Dataset entries:

start

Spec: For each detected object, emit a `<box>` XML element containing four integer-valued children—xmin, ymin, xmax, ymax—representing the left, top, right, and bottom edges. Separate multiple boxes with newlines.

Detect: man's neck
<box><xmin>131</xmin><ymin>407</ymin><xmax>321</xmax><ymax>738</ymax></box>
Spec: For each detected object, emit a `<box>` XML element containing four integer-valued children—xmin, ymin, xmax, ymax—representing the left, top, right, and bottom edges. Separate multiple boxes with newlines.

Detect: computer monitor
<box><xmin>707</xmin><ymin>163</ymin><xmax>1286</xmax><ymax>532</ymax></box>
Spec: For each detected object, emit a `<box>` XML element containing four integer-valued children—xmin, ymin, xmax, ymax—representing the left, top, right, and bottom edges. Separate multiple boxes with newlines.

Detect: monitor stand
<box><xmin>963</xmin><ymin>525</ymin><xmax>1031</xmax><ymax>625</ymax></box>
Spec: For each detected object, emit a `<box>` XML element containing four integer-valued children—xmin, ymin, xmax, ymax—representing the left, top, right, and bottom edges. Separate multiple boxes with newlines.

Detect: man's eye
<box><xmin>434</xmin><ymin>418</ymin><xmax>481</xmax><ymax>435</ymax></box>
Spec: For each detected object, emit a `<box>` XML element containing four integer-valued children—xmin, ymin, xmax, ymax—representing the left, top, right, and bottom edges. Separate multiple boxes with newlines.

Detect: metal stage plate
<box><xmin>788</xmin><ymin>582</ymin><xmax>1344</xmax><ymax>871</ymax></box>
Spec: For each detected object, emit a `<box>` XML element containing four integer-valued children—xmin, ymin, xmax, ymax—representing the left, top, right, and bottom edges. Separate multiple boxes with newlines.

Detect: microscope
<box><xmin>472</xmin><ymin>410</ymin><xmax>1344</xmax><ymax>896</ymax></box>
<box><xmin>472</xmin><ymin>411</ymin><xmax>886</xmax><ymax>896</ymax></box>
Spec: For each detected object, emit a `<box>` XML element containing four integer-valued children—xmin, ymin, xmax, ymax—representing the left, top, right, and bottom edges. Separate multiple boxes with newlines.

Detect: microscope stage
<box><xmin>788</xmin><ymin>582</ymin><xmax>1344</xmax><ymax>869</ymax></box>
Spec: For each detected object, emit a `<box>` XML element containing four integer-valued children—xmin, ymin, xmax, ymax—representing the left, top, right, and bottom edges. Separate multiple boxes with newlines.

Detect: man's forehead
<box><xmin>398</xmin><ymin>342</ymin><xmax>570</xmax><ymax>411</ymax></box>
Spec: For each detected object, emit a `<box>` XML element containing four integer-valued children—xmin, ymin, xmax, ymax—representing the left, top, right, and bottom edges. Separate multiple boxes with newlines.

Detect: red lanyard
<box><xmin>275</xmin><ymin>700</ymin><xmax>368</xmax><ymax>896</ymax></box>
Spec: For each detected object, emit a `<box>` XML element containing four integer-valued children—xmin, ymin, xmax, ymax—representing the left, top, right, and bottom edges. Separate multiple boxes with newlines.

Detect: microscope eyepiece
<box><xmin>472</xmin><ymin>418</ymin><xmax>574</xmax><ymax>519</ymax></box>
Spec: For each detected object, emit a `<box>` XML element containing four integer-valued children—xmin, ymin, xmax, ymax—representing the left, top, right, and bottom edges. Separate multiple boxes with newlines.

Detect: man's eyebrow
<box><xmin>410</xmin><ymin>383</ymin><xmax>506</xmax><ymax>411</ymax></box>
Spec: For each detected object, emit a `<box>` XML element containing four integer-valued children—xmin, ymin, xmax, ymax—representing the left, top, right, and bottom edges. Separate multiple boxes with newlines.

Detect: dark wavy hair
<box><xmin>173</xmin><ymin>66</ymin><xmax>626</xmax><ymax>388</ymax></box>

end

#### [Directive]
Extract each line of the material exactly as it stands.

#### [Finished answer]
Spec: For each detected object, emit a `<box>` XML element containing four integer-valued children—xmin, ymin, xmax, ymax—representing the left, top, right, and bottom edges. Separate multiple boxes with newlines.

Detect: man's neck
<box><xmin>131</xmin><ymin>407</ymin><xmax>321</xmax><ymax>738</ymax></box>
Spec: For each detected object, emit a `<box>` XML element containing four integer-valued children—xmin, ymin, xmax, ymax—representing the left, top, right, and bottom edges. Separate multiple boxes with newlines.

Detect: computer monitor
<box><xmin>707</xmin><ymin>163</ymin><xmax>1286</xmax><ymax>532</ymax></box>
Spec: For each detected object, emit a `<box>` XML element containing four integer-valued children—xmin, ymin, xmax, ymax—representing the left, top, right, and bottom edges. Separate multiple boxes with newlines.

Detect: monitor stand
<box><xmin>963</xmin><ymin>525</ymin><xmax>1031</xmax><ymax>625</ymax></box>
Spec: For each detected object, emit a `<box>` XML element containing four integer-valued children—xmin, ymin, xmax, ymax—representing the left, top, right, and bottom edges. Separate multiple boxes with newlines.

Detect: man's eye
<box><xmin>434</xmin><ymin>418</ymin><xmax>481</xmax><ymax>435</ymax></box>
Spec: For each detected object, emit a `<box>` XML element containing four integer-valued children—xmin, ymin, xmax, ymax—representing the left, top, right, and bottom edges. Separate multiple boxes with newlines.

Detect: metal stage plate
<box><xmin>788</xmin><ymin>582</ymin><xmax>1344</xmax><ymax>871</ymax></box>
Spec: For each detected object, emit a `<box>` XML element containing four integer-valued children—xmin, ymin, xmax, ymax—representing the left, top, right, and bottom edges. Separate multiple boxes with newlines.

Detect: microscope
<box><xmin>472</xmin><ymin>410</ymin><xmax>1344</xmax><ymax>896</ymax></box>
<box><xmin>472</xmin><ymin>411</ymin><xmax>886</xmax><ymax>896</ymax></box>
Spec: For each detected object, emit a `<box>` XML element containing four integer-valued children—xmin, ymin, xmax, ymax—representing the left, top, right, and bottom edges. Separate multiple boxes with newlines.

Detect: microscope stage
<box><xmin>788</xmin><ymin>582</ymin><xmax>1344</xmax><ymax>869</ymax></box>
Spec: For each detected object, emit a `<box>` XML element containing four integer-valued children—xmin, ymin, xmax, ymax—representing the left, top, right, and bottom edges. Separate multiple boxes with newlines.

Detect: man's forehead
<box><xmin>398</xmin><ymin>342</ymin><xmax>570</xmax><ymax>411</ymax></box>
Spec: For each detected object, emit a `<box>` XML element containing four integer-valued children—xmin, ymin, xmax, ymax—representing the left, top, right, and bottom edges. Separate multiple boxes with newlines.

Detect: red lanyard
<box><xmin>275</xmin><ymin>700</ymin><xmax>368</xmax><ymax>896</ymax></box>
Spec: For each detected object, emit a `<box>` XML element containing four integer-valued children—xmin, ymin, xmax, ymax—representing the left, top, right, and bottom edges. Separate multiple boxes with newlines.

Detect: microscope eyepiece
<box><xmin>472</xmin><ymin>418</ymin><xmax>574</xmax><ymax>519</ymax></box>
Spec: For each detected object, emit a `<box>` XML element containing four integer-valued children—xmin, ymin, xmax, ymax—representing the left, top, right, and bottom edges. Separate multiple boxes with newlines.

Detect: man's eyebrow
<box><xmin>410</xmin><ymin>383</ymin><xmax>506</xmax><ymax>411</ymax></box>
Spec: For each detected object, emit a `<box>` XML element containing four integer-valued children—xmin, ymin, xmax, ymax—representing the left, top, right, and bottom edges. Separate multiple boxes with newlines.

Detect: dark wavy hair
<box><xmin>173</xmin><ymin>66</ymin><xmax>626</xmax><ymax>388</ymax></box>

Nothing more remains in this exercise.